(Metin parçası)
········
Suriye odasındaki ‘Afganistan fili’

Önceki gün Suriye’nin kuzeydoğusunda görülen Rus-Türk devriyesi.
Önceki gün Suriye’nin kuzeydoğusunda görülen Rus-Türk devriyesi.
TT

Suriye odasındaki ‘Afganistan fili’

Önceki gün Suriye’nin kuzeydoğusunda görülen Rus-Türk devriyesi.
Önceki gün Suriye’nin kuzeydoğusunda görülen Rus-Türk devriyesi.

Mısır, Ürdün ve Lübnan ABD Başkanı Joe Biden yönetiminden, Arap doğalgazının Suriye üzerinden geçirilmesinin Ceaser Yasası’ndaki yaptırımlara takılmayacağını garanti eden yazılı bir mektup bekliyorlar.
Söz konusu ülkeler ABD’nin verdiği güvencelerin sadece söz düzeyinde kalmasını istemiyor. Nitekim ABD Merkezi Haber Alma Teşkilatı (CIA) Başkanı William Burns, adı geçen ülkelerin temsilcileriyle görüşmesinde Şam yönetiminin sadece Arap doğalgazından ve elektriğinden pay alması ve bundan para almaması halinde bu projelerin yaptırımlara takılmayacağı taahhüdünde bulundu. Fakat ABD kurumlarının son Afganistan örneğindeki tutumları, söz konusu ülkeleri Şam konusunda söz yoluyla aldıkları güvencelerin ‘yazıya dökülmesini’ istemeye sevk etti.
········
(Yapılacak görevler)
1: Metindeki "Söz konusu ülkeler ABD’nin verdiği güvencelerin" sözleriyle başlayan paragrafı, ana bilgilerini koruyarak daha kısa biçimde yeniden yazın.
2: Metinde "Mısır, Ürdün ve" sözlerinden başlayıp "istemeye sevk etti." sözlerine kadar uzanan bölümün tamamını olduğu gibi yazın.
Yalnızca metindeki bilgilere dayanın.

(Verilen malzeme)
········
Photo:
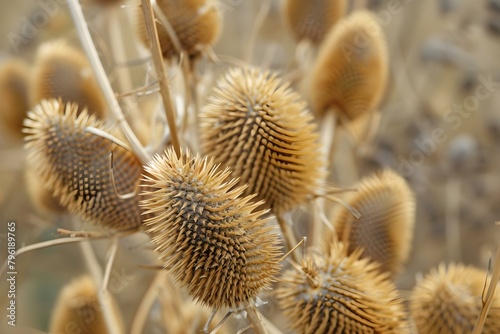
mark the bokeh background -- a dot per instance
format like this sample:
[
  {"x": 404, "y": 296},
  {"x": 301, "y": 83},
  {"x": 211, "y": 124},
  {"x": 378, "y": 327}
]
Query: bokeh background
[{"x": 441, "y": 52}]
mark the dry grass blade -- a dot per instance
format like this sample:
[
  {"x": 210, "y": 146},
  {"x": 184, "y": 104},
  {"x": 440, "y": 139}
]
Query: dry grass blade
[
  {"x": 77, "y": 166},
  {"x": 210, "y": 238},
  {"x": 337, "y": 292}
]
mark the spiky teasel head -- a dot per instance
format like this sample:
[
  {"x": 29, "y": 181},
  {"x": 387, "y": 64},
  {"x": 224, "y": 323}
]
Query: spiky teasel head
[
  {"x": 385, "y": 229},
  {"x": 260, "y": 128},
  {"x": 14, "y": 78},
  {"x": 210, "y": 237},
  {"x": 350, "y": 73},
  {"x": 63, "y": 72},
  {"x": 314, "y": 18},
  {"x": 92, "y": 176},
  {"x": 78, "y": 309},
  {"x": 195, "y": 22},
  {"x": 336, "y": 293},
  {"x": 448, "y": 300}
]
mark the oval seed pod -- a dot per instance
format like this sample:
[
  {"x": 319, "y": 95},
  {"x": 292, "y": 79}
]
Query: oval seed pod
[
  {"x": 385, "y": 229},
  {"x": 14, "y": 82},
  {"x": 448, "y": 301},
  {"x": 78, "y": 310},
  {"x": 195, "y": 23},
  {"x": 209, "y": 237},
  {"x": 92, "y": 176},
  {"x": 41, "y": 196},
  {"x": 256, "y": 125},
  {"x": 63, "y": 72},
  {"x": 340, "y": 293},
  {"x": 314, "y": 18},
  {"x": 350, "y": 74}
]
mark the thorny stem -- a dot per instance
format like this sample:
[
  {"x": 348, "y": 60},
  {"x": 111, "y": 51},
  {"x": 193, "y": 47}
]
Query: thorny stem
[
  {"x": 255, "y": 320},
  {"x": 152, "y": 32},
  {"x": 102, "y": 79}
]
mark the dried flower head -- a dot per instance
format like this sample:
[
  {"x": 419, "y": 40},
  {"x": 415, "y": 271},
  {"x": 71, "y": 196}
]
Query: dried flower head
[
  {"x": 209, "y": 237},
  {"x": 314, "y": 18},
  {"x": 256, "y": 125},
  {"x": 41, "y": 195},
  {"x": 14, "y": 78},
  {"x": 385, "y": 229},
  {"x": 340, "y": 293},
  {"x": 78, "y": 310},
  {"x": 92, "y": 176},
  {"x": 195, "y": 23},
  {"x": 63, "y": 72},
  {"x": 350, "y": 74},
  {"x": 448, "y": 300}
]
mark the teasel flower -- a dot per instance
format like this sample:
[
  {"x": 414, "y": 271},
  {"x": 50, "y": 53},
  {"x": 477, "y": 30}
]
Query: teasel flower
[
  {"x": 14, "y": 82},
  {"x": 209, "y": 237},
  {"x": 94, "y": 176},
  {"x": 448, "y": 300},
  {"x": 351, "y": 71},
  {"x": 194, "y": 23},
  {"x": 258, "y": 126},
  {"x": 340, "y": 293},
  {"x": 78, "y": 309},
  {"x": 384, "y": 231},
  {"x": 311, "y": 20},
  {"x": 63, "y": 72}
]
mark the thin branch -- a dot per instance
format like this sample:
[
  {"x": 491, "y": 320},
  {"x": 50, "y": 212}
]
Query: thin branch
[{"x": 152, "y": 33}]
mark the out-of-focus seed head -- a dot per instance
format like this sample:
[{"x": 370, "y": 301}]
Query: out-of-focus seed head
[
  {"x": 340, "y": 293},
  {"x": 78, "y": 309},
  {"x": 385, "y": 229},
  {"x": 14, "y": 82},
  {"x": 41, "y": 195},
  {"x": 77, "y": 165},
  {"x": 256, "y": 125},
  {"x": 314, "y": 18},
  {"x": 63, "y": 72},
  {"x": 350, "y": 74},
  {"x": 195, "y": 22},
  {"x": 210, "y": 238},
  {"x": 448, "y": 301}
]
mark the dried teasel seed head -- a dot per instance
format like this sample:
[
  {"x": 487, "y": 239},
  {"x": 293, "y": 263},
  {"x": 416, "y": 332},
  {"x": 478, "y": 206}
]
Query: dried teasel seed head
[
  {"x": 350, "y": 74},
  {"x": 14, "y": 82},
  {"x": 78, "y": 309},
  {"x": 63, "y": 72},
  {"x": 195, "y": 22},
  {"x": 260, "y": 128},
  {"x": 210, "y": 238},
  {"x": 92, "y": 176},
  {"x": 385, "y": 229},
  {"x": 340, "y": 293},
  {"x": 314, "y": 18},
  {"x": 448, "y": 300},
  {"x": 41, "y": 195}
]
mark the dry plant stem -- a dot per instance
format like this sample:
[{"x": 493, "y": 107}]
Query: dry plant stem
[
  {"x": 146, "y": 303},
  {"x": 288, "y": 236},
  {"x": 152, "y": 33},
  {"x": 100, "y": 74},
  {"x": 112, "y": 323},
  {"x": 259, "y": 20},
  {"x": 453, "y": 186},
  {"x": 488, "y": 300},
  {"x": 255, "y": 319}
]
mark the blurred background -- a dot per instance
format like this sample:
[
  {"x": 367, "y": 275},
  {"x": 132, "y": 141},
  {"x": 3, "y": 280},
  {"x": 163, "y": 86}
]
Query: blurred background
[{"x": 444, "y": 78}]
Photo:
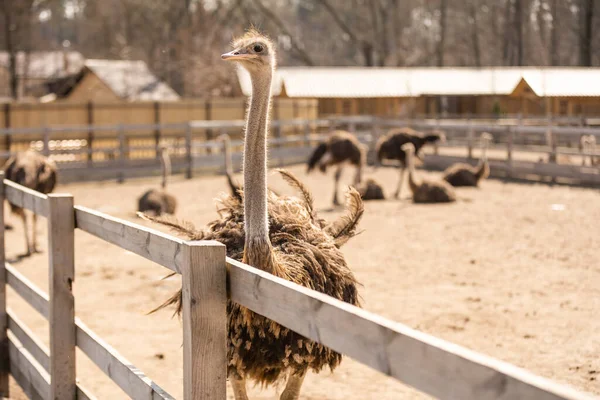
········
(Görevlere göre çözümler)
1: Söz konusu ülkeler, ABD'nin güvencelerinin sözde kalmasını istemiyor. CIA Başkanı William Burns, bu ülkelerin temsilcilerine bir taahhütte bulundu. Buna göre Şam yönetimi Arap doğalgazı ve elektriğinden yalnızca pay alır, karşılığında para almazsa projeler yaptırımlara takılmayacak. Ancak ABD kurumlarının son Afganistan örneğindeki tutumları, bu ülkeleri Şam konusundaki güvencelerin yazıya dökülmesini istemeye yöneltti.

2:
Mısır, Ürdün ve Lübnan ABD Başkanı Joe Biden yönetiminden, Arap doğalgazının Suriye üzerinden geçirilmesinin Ceaser Yasası’ndaki yaptırımlara takılmayacağını garanti eden yazılı bir mektup bekliyorlar.
Söz konusu ülkeler ABD’nin verdiği güvencelerin sadece söz düzeyinde kalmasını istemiyor. Nitekim ABD Merkezi Haber Alma Teşkilatı (CIA) Başkanı William Burns, adı geçen ülkelerin temsilcileriyle görüşmesinde Şam yönetiminin sadece Arap doğalgazından ve elektriğinden pay alması ve bundan para almaması halinde bu projelerin yaptırımlara takılmayacağı taahhüdünde bulundu. Fakat ABD kurumlarının son Afganistan örneğindeki tutumları, söz konusu ülkeleri Şam konusunda söz yoluyla aldıkları güvencelerin ‘yazıya dökülmesini’ istemeye sevk etti.